Location annotation dataset excerpts:
☆ ☆ ☆ ☆ ☆
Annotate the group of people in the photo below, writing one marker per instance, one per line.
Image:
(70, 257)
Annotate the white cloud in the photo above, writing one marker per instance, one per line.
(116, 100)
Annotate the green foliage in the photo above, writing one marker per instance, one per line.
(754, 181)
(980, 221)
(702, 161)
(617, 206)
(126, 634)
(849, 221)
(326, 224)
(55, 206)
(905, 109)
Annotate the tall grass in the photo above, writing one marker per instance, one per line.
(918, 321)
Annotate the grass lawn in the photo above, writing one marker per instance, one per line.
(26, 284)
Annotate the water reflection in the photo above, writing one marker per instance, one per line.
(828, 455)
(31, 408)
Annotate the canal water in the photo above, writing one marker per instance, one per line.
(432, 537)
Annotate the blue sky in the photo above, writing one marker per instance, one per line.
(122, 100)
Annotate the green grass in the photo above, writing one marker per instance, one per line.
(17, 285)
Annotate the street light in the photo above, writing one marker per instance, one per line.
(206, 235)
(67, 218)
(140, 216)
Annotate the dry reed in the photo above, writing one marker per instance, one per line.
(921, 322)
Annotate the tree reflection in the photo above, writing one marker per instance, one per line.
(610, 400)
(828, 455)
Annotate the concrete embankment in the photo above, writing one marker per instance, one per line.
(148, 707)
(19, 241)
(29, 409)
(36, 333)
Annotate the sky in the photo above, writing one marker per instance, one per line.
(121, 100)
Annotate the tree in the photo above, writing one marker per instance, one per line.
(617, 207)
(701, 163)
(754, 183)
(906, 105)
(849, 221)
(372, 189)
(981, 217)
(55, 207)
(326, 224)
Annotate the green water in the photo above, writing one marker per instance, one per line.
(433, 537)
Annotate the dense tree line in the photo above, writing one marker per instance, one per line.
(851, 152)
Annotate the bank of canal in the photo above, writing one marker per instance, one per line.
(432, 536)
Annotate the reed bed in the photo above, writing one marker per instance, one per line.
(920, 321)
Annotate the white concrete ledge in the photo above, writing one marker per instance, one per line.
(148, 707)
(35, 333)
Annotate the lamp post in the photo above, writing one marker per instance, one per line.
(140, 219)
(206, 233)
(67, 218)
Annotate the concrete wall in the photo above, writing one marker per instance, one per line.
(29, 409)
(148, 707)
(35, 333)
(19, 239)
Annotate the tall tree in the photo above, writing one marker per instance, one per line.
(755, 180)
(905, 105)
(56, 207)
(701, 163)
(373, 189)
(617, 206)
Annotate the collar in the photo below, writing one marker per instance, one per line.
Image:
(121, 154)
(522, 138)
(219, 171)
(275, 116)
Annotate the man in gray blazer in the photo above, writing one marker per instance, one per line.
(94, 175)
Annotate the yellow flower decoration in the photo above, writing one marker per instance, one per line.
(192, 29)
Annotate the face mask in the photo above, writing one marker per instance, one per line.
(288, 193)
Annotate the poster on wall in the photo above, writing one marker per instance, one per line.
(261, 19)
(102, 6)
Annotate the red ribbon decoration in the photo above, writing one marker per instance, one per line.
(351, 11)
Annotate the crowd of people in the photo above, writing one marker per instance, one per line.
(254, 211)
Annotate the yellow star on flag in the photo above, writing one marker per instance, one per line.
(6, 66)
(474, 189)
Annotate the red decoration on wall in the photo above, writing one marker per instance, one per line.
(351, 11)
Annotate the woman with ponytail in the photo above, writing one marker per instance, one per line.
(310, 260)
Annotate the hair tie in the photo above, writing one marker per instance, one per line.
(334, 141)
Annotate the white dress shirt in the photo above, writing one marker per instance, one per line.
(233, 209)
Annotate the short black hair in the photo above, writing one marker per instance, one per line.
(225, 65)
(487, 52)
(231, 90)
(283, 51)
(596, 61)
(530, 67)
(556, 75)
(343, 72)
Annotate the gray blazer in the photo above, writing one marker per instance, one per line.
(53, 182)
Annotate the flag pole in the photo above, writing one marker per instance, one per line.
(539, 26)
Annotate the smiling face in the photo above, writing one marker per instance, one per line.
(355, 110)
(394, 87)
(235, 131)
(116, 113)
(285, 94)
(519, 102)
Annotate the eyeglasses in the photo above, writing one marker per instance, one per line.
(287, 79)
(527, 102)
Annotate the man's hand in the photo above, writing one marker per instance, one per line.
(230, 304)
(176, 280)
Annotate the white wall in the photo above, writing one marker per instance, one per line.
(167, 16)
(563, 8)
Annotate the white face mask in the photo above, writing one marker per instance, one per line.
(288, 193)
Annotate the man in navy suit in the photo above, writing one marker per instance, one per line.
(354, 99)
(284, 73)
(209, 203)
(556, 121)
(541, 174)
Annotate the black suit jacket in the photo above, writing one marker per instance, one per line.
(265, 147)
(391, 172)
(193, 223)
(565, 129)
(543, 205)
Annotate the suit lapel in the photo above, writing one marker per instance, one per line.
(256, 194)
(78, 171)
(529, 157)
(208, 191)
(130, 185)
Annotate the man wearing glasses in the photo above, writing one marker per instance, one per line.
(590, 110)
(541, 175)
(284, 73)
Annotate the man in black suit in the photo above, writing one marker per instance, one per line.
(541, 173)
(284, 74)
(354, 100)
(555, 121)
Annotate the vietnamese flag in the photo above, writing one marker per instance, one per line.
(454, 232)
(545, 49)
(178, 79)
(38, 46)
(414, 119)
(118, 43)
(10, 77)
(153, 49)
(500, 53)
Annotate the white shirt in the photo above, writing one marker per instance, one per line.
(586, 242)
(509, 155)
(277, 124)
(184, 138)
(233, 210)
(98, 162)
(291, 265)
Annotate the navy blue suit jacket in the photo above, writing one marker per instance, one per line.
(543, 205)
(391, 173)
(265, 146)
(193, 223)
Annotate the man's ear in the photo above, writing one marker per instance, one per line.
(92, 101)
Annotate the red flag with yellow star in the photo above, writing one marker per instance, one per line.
☆ ☆ ☆ ☆ ☆
THE EXERCISE: Output the lines above verbatim and in full.

WRITTEN SOLUTION:
Annotate the group of people in the photo below, writing one marker per instance, one per line.
Image:
(70, 257)
Annotate the white cloud in the photo above, writing one marker per instance, one per line.
(116, 100)
Annotate the green foliage in the photo above, writing one marker per instance, one per line.
(754, 181)
(980, 221)
(702, 161)
(617, 206)
(126, 634)
(849, 221)
(326, 224)
(55, 206)
(905, 109)
Annotate the tall grass in the photo above, writing one marker per instance, one per line.
(918, 321)
Annotate the grass lawn in the photo above, writing one marker per instance, one per line.
(26, 284)
Annotate the water reflection in the photo above, writing one marker per instance, one per line.
(828, 455)
(31, 408)
Annotate the canal water in the photo above, writing one marker per instance, one per line.
(432, 537)
Annotate the blue sky in the photo above, writing one marker per instance, one per line.
(122, 100)
Annotate the green grass in the photo above, writing one marker per instance, one per line.
(17, 285)
Annotate the street light in the photo above, writing one marker per instance, one per line.
(206, 235)
(67, 218)
(140, 216)
Annotate the dry reed in the photo above, writing one marker per instance, one per line.
(921, 322)
Annotate the tree reflection in the photo above, writing one marker per instance, one per line.
(610, 400)
(828, 455)
Annotate the concrete embankment in the photo above, writing one marker per instance, one per line.
(148, 707)
(19, 241)
(29, 409)
(36, 333)
Annotate the sky in the photo above, writing one marker per instance, one per line.
(121, 100)
Annotate the tree in the photo above, writing one marker per instance, one per line.
(617, 207)
(701, 163)
(754, 183)
(906, 105)
(849, 221)
(372, 189)
(981, 217)
(55, 207)
(326, 224)
Annotate the green water in the photo above, writing one marker per instance, one per line.
(433, 537)
Annotate the dense tree line in the photo above, writing one marker per instance, one per line.
(851, 152)
Annotate the bank of canal in the photo above, writing one marker per instance, one per line.
(432, 536)
Annotate the reed bed in the photo above, writing one marker per instance, one per line.
(920, 321)
Annotate the white concrete ledge in the photo above, writing one marker per instance, one per line.
(148, 707)
(35, 333)
Annotate the lamp post in the photo above, writing one marker per instance, one per line.
(140, 219)
(206, 233)
(67, 218)
Annotate the concrete wall in the photo above, writing one marker per instance, one per line.
(29, 409)
(148, 707)
(35, 333)
(19, 239)
Annotate the tall tree in the photo above, writing one marker per instance, one per line.
(755, 180)
(905, 105)
(56, 207)
(701, 163)
(373, 189)
(617, 206)
Annotate the collar in the photo below, writing one marker per instance, one per line.
Image:
(121, 154)
(522, 138)
(219, 171)
(275, 116)
Annotate the man in gray blazer in the photo above, writing one marker per instance, one per line.
(94, 175)
Annotate the yellow flower decoration in the photo above, writing one marker per instance, one per line.
(192, 29)
Annotate the face mask in the photo above, writing one marker per instance, one per line.
(288, 193)
Annotate the poster on wall in the photo above, writing one marker per instance, one per line.
(261, 19)
(102, 6)
Annotate the red ribbon decoration in the photo above, writing one marker per instance, one per line.
(351, 11)
Annotate the crowd of people in the photo above, writing one marker per instance, one per line.
(254, 211)
Annotate the yellow star on flag in the photo above, writing one marker per instance, one per line.
(6, 66)
(474, 189)
Annotate the red decoration on wall in the photo above, writing one marker per instance, one per line.
(351, 11)
Annotate the woman with ponytail in the photo above, writing one marker per instance, one per line.
(310, 260)
Annotate the hair tie in the photo above, writing one marker per instance, one per line.
(334, 141)
Annotate the white dress shirt in the photo above, writing one marker per instance, one per line.
(233, 209)
Annotate the short black hair in the photo above, writing one marker per instance, one per line.
(225, 65)
(487, 52)
(231, 90)
(283, 51)
(596, 61)
(530, 67)
(556, 75)
(343, 72)
Annotate the gray blazer in the photo above, writing one marker per instance, one per line.
(53, 182)
Annotate the flag pole in the photo above, writing one marker per instance, one per line.
(539, 26)
Annotate the smiling face in the photo above, writing one marker per instance, one per line.
(355, 110)
(394, 87)
(235, 131)
(116, 113)
(285, 94)
(519, 102)
Annotate the eyeglasses in the photo above, writing one marker per instance, one per line.
(287, 79)
(527, 102)
Annotate the man's hand in the photo above, writing one marker per instance, one per line.
(230, 304)
(176, 280)
Annotate the white wall in the photo above, writing one marker per instance, one per line.
(167, 16)
(563, 8)
Annotate the white face mask in the photo above, writing one marker per instance, one per line.
(288, 193)
Annotate the man in navy suit in the photo above, writing one marker per instance, one per line.
(354, 99)
(284, 73)
(209, 203)
(556, 121)
(541, 174)
Annotate the black suit jacket in the photo above, writing one marker per instance, one per line.
(265, 147)
(391, 172)
(193, 223)
(565, 129)
(543, 205)
Annotate the suit lapel in the photo above, writing one marker per instance, one per line.
(256, 194)
(78, 171)
(529, 157)
(208, 191)
(130, 185)
Annotate the man wearing glasses in the photo above, writing one marker per instance, one per line.
(590, 110)
(541, 175)
(284, 73)
Annotate the man in black suit in the photo above, writing one marker per instance, one per line.
(541, 173)
(284, 74)
(354, 100)
(555, 121)
Annotate the vietnamese flag in the photo above, writing one marker per instance, one per line.
(454, 232)
(545, 49)
(178, 79)
(38, 46)
(414, 119)
(118, 43)
(10, 77)
(153, 49)
(500, 53)
Annotate the white shirt in the photo above, writing one marker per instance, one per line.
(586, 242)
(509, 155)
(277, 124)
(184, 138)
(233, 210)
(98, 162)
(291, 265)
Annotate the navy blue suit jacket in the photo above, writing one marker per instance, one per line.
(543, 205)
(391, 173)
(265, 146)
(193, 223)
Annotate the man's ear in the photo above, writing one marker per instance, one per line.
(92, 101)
Annotate the red flag with yellow star in the photo above, writing one marker per instance, one per line.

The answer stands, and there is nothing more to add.